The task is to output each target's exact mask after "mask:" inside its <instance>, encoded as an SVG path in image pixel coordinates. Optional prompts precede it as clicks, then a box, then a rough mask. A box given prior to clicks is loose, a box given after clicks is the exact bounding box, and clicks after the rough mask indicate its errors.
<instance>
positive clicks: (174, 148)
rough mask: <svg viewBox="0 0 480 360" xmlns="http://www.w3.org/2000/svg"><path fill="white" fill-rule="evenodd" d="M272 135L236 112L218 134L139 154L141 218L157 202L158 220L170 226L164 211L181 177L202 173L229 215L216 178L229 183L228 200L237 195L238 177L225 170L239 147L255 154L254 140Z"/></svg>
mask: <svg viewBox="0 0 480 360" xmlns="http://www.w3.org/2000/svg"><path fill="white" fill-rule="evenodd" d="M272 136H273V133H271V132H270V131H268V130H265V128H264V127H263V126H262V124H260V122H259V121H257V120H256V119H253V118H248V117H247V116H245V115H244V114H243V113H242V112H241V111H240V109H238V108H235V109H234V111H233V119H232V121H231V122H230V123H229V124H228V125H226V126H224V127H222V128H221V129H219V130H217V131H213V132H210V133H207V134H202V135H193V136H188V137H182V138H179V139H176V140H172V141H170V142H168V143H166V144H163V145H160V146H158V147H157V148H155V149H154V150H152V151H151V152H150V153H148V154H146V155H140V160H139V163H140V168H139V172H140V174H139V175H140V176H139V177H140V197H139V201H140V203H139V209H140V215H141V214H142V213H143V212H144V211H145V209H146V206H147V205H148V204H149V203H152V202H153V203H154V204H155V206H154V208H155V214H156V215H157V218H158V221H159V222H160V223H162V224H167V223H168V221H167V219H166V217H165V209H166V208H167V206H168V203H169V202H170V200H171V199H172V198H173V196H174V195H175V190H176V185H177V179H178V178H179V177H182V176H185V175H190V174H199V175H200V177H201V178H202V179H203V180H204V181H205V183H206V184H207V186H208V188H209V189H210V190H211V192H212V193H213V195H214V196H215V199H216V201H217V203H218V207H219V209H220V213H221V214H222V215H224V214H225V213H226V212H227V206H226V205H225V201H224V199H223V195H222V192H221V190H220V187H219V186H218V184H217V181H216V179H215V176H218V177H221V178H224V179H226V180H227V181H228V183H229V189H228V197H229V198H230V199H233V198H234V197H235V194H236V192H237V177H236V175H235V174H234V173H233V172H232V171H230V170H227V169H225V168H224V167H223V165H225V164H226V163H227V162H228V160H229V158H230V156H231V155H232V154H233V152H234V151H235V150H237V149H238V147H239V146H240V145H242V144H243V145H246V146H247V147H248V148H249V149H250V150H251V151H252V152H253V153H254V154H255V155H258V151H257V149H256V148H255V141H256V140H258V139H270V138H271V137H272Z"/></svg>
━━━━━━━━━━━━━━━━
Reproduce the rows word for word, from the first line through the line that contains "rough mask: <svg", including both the first line and that line.

Result of this task
The task is to output each target's exact mask after "mask:" inside its <instance>, encoded as an SVG path in image pixel coordinates. Optional prompts precede it as clicks, then a box, then a rough mask. A box given prior to clicks is loose, a box given after clicks is the exact bounding box, and clicks after the rough mask indicate its errors.
<instance>
positive clicks: (174, 148)
rough mask: <svg viewBox="0 0 480 360" xmlns="http://www.w3.org/2000/svg"><path fill="white" fill-rule="evenodd" d="M272 135L236 112L218 134L139 154L141 218L157 202L158 220L170 226L164 211L181 177L202 173L229 215L216 178L229 183L228 200L237 195L238 177L225 170L239 147L255 154L254 140Z"/></svg>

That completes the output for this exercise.